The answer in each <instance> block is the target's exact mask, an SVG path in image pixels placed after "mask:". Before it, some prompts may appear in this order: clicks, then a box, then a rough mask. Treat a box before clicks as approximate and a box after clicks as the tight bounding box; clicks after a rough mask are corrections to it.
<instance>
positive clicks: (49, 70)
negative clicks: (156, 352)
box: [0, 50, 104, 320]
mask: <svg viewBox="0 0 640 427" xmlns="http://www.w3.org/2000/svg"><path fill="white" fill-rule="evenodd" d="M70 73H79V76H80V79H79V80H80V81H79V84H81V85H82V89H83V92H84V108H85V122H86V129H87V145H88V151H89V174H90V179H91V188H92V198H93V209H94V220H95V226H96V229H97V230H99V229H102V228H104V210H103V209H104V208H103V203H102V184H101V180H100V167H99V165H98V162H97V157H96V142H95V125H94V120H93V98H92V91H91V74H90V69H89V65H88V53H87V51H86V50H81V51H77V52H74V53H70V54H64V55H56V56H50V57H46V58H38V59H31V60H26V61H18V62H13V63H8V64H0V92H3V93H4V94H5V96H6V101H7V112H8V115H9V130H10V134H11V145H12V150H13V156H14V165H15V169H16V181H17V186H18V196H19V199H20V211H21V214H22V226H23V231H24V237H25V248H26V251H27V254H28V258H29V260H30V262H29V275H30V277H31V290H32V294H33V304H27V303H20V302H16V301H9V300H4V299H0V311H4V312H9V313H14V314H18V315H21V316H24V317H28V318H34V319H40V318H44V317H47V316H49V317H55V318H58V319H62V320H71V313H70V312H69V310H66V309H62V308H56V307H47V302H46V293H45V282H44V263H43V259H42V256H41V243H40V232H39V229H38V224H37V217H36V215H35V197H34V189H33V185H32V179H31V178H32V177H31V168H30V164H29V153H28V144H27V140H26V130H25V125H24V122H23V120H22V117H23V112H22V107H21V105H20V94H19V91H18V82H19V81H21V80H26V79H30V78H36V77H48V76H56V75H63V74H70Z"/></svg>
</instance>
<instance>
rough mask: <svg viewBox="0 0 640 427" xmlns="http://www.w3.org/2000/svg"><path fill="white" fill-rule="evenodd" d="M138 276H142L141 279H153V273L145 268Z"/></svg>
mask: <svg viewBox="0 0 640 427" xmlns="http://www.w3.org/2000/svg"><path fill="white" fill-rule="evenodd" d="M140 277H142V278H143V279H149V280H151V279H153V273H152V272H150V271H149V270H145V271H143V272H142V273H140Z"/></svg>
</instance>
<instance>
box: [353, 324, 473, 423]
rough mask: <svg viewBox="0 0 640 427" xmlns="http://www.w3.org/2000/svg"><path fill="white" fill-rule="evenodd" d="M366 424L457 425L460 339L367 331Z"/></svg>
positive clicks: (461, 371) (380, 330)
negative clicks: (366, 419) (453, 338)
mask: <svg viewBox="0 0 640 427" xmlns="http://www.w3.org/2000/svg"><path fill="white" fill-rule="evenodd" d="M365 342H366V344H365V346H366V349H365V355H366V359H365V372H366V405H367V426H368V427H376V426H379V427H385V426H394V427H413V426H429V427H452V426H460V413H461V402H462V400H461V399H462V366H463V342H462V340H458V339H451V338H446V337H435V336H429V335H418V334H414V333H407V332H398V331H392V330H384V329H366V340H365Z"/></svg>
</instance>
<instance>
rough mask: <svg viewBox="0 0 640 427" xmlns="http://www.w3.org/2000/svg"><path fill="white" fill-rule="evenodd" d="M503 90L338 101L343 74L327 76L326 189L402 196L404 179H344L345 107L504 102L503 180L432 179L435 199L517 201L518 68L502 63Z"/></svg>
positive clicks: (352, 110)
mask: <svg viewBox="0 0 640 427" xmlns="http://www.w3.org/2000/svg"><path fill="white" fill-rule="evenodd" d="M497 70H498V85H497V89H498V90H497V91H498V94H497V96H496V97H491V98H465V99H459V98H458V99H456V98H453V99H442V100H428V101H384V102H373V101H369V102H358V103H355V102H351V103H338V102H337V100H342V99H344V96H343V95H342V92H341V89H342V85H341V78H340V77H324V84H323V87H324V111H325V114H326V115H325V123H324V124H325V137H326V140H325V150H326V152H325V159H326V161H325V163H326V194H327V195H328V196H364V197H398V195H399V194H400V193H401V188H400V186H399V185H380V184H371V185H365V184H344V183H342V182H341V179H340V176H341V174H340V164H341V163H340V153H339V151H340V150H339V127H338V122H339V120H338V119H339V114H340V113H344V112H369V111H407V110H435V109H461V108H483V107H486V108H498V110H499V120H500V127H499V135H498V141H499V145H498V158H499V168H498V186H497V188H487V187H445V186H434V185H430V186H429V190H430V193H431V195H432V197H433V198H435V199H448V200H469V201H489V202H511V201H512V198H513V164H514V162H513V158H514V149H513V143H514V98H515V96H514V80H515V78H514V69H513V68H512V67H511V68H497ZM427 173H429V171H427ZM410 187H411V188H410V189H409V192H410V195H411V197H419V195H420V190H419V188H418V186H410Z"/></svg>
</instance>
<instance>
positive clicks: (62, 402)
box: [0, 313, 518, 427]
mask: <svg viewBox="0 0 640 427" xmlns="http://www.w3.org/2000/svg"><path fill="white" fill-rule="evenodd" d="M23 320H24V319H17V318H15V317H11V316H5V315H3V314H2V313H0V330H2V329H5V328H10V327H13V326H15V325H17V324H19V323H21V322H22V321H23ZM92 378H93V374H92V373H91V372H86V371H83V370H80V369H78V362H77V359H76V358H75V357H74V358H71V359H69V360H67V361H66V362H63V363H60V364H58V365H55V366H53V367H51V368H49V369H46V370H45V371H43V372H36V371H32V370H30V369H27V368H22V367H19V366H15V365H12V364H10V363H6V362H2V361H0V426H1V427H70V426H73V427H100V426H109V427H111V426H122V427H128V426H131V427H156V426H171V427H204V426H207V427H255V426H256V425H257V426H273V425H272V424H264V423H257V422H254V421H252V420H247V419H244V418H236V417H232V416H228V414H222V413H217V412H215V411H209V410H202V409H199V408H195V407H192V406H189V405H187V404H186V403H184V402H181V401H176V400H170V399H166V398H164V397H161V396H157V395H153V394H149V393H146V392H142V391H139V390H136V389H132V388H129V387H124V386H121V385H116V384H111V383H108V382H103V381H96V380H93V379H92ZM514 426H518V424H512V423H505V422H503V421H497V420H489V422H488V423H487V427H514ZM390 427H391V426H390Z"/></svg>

DEINE AUFGABE
Gib alle Zeilen der Datensätze oben als Markdown-Tabelle mit den Spalten „Nr“ und „Zeile“ aus. Leere Zeilen lässt du dabei weg.

ANTWORTBEREICH
| Nr | Zeile |
|---|---|
| 1 | The answer in each <instance> block is the target's exact mask, an SVG path in image pixels placed after "mask:". Before it, some prompts may appear in this order: clicks, then a box, then a rough mask. Treat a box before clicks as approximate and a box after clicks as the tight bounding box; clicks after a rough mask are corrections to it. |
| 2 | <instance> |
| 3 | positive clicks: (49, 70) |
| 4 | negative clicks: (156, 352) |
| 5 | box: [0, 50, 104, 320] |
| 6 | mask: <svg viewBox="0 0 640 427" xmlns="http://www.w3.org/2000/svg"><path fill="white" fill-rule="evenodd" d="M70 73H79V76H80V79H79V80H80V81H79V84H81V85H82V89H83V92H84V108H85V122H86V129H87V145H88V151H89V174H90V179H91V188H92V198H93V209H94V220H95V226H96V229H97V230H99V229H102V228H104V210H103V209H104V208H103V203H102V184H101V180H100V167H99V165H98V162H97V157H96V142H95V125H94V120H93V98H92V91H91V74H90V69H89V65H88V53H87V51H86V50H81V51H77V52H74V53H70V54H64V55H56V56H50V57H46V58H38V59H31V60H26V61H18V62H13V63H8V64H0V92H3V93H4V94H5V96H6V101H7V112H8V115H9V130H10V134H11V145H12V150H13V156H14V165H15V169H16V181H17V186H18V196H19V199H20V211H21V214H22V226H23V231H24V237H25V248H26V251H27V254H28V258H29V260H30V262H29V275H30V277H31V290H32V294H33V304H27V303H20V302H16V301H9V300H4V299H0V311H4V312H9V313H14V314H18V315H21V316H24V317H28V318H34V319H40V318H44V317H47V316H49V317H55V318H58V319H62V320H71V313H70V312H69V310H66V309H62V308H56V307H47V302H46V293H45V282H44V263H43V259H42V256H41V243H40V232H39V229H38V224H37V217H36V215H35V197H34V189H33V185H32V179H31V178H32V177H31V168H30V164H29V153H28V144H27V140H26V130H25V125H24V122H23V120H22V117H23V112H22V107H21V105H20V94H19V91H18V82H19V81H21V80H26V79H30V78H36V77H48V76H56V75H63V74H70Z"/></svg> |
| 7 | </instance> |
| 8 | <instance> |
| 9 | rough mask: <svg viewBox="0 0 640 427" xmlns="http://www.w3.org/2000/svg"><path fill="white" fill-rule="evenodd" d="M138 276H142L141 279H153V273L145 268Z"/></svg> |
| 10 | mask: <svg viewBox="0 0 640 427" xmlns="http://www.w3.org/2000/svg"><path fill="white" fill-rule="evenodd" d="M140 277H142V278H143V279H149V280H151V279H153V273H152V272H150V271H149V270H145V271H143V272H142V273H140Z"/></svg> |
| 11 | </instance> |
| 12 | <instance> |
| 13 | box: [353, 324, 473, 423] |
| 14 | rough mask: <svg viewBox="0 0 640 427" xmlns="http://www.w3.org/2000/svg"><path fill="white" fill-rule="evenodd" d="M366 424L457 425L460 339L367 331Z"/></svg> |
| 15 | positive clicks: (461, 371) (380, 330) |
| 16 | negative clicks: (366, 419) (453, 338) |
| 17 | mask: <svg viewBox="0 0 640 427" xmlns="http://www.w3.org/2000/svg"><path fill="white" fill-rule="evenodd" d="M365 342H366V344H365V346H366V349H365V355H366V359H365V372H366V405H367V426H368V427H376V426H379V427H385V426H394V427H413V426H429V427H452V426H460V413H461V402H462V400H461V399H462V366H463V342H462V340H458V339H451V338H446V337H435V336H429V335H418V334H414V333H407V332H398V331H392V330H384V329H366V340H365Z"/></svg> |
| 18 | </instance> |
| 19 | <instance> |
| 20 | rough mask: <svg viewBox="0 0 640 427" xmlns="http://www.w3.org/2000/svg"><path fill="white" fill-rule="evenodd" d="M503 90L338 101L343 74L327 76L326 189L402 196L404 179H344L345 107L504 102L503 180L432 179L435 199L517 201L518 68L502 63Z"/></svg> |
| 21 | positive clicks: (352, 110) |
| 22 | mask: <svg viewBox="0 0 640 427" xmlns="http://www.w3.org/2000/svg"><path fill="white" fill-rule="evenodd" d="M497 70H498V85H497V89H498V90H497V91H498V94H497V96H496V97H491V98H465V99H459V98H458V99H456V98H453V99H442V100H428V101H384V102H373V101H369V102H358V103H355V102H351V103H338V102H337V100H342V99H344V96H343V95H342V92H341V89H342V85H341V78H340V77H324V84H323V87H324V111H325V114H326V115H325V123H324V124H325V137H326V140H325V150H326V152H325V159H326V161H325V163H326V194H327V195H328V196H364V197H398V195H399V194H400V193H401V188H400V186H399V185H380V184H371V185H365V184H344V183H342V182H341V179H340V176H341V174H340V164H341V163H340V153H339V151H340V150H339V127H338V122H339V120H338V119H339V114H340V113H344V112H369V111H407V110H435V109H461V108H483V107H486V108H498V110H499V120H500V127H499V135H498V141H499V145H498V158H499V168H498V186H497V188H487V187H445V186H434V185H430V186H429V190H430V193H431V195H432V197H433V198H435V199H448V200H469V201H489V202H511V201H512V198H513V164H514V162H513V158H514V149H513V143H514V98H515V96H514V80H515V78H514V69H513V68H512V67H511V68H497ZM427 173H429V171H427ZM410 187H411V188H410V189H409V192H410V195H411V197H419V195H420V190H419V188H418V186H410Z"/></svg> |
| 23 | </instance> |
| 24 | <instance> |
| 25 | positive clicks: (62, 402) |
| 26 | box: [0, 313, 518, 427] |
| 27 | mask: <svg viewBox="0 0 640 427" xmlns="http://www.w3.org/2000/svg"><path fill="white" fill-rule="evenodd" d="M23 320H24V319H17V318H15V317H11V316H5V315H3V314H2V313H0V330H2V329H5V328H10V327H13V326H15V325H17V324H19V323H21V322H22V321H23ZM92 378H93V374H92V373H91V372H86V371H83V370H80V369H78V362H77V359H76V358H75V357H74V358H71V359H69V360H67V361H66V362H63V363H60V364H58V365H55V366H53V367H51V368H49V369H46V370H45V371H43V372H36V371H32V370H30V369H27V368H22V367H19V366H15V365H12V364H10V363H6V362H2V361H0V426H1V427H70V426H73V427H100V426H109V427H111V426H122V427H128V426H131V427H156V426H171V427H204V426H207V427H255V426H256V425H257V426H273V425H272V424H264V423H257V422H254V421H252V420H247V419H244V418H236V417H232V416H228V414H222V413H217V412H215V411H209V410H202V409H199V408H195V407H192V406H189V405H187V404H186V403H184V402H181V401H176V400H170V399H166V398H164V397H161V396H157V395H153V394H149V393H146V392H142V391H139V390H136V389H132V388H129V387H124V386H121V385H116V384H111V383H108V382H103V381H96V380H93V379H92ZM514 426H518V424H512V423H505V422H503V421H497V420H489V422H488V423H487V427H514ZM390 427H391V426H390Z"/></svg> |